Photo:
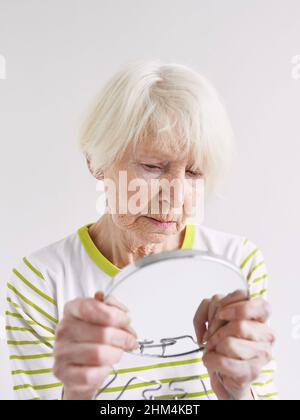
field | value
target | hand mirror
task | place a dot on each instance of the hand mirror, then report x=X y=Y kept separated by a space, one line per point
x=163 y=292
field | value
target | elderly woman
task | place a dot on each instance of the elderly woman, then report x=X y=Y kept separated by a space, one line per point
x=152 y=121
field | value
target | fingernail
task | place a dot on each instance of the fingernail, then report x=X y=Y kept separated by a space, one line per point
x=130 y=329
x=226 y=314
x=133 y=343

○ ○ ○

Update the items above by replacing "instance" with "occurrence" everywhere, keeping everything else the same. Leave the pictures out of your answer.

#### [SOLUTION TO THE EXERCISE]
Photo:
field | value
target | hand mirror
task | place a dot on each occurrence of the hand mirror, then report x=X y=Y kept separated by a space, one line per point
x=163 y=292
field | value
target | elderly woman
task | place a dot on each occurrence of the elderly woman, then report x=X y=Y kept separated by a space, one line per point
x=152 y=121
field | value
target | fingernail
task | place a dot on each occurrence of the fingernail, then report x=X y=Y kept separated by a space, one line per point
x=130 y=329
x=226 y=314
x=133 y=343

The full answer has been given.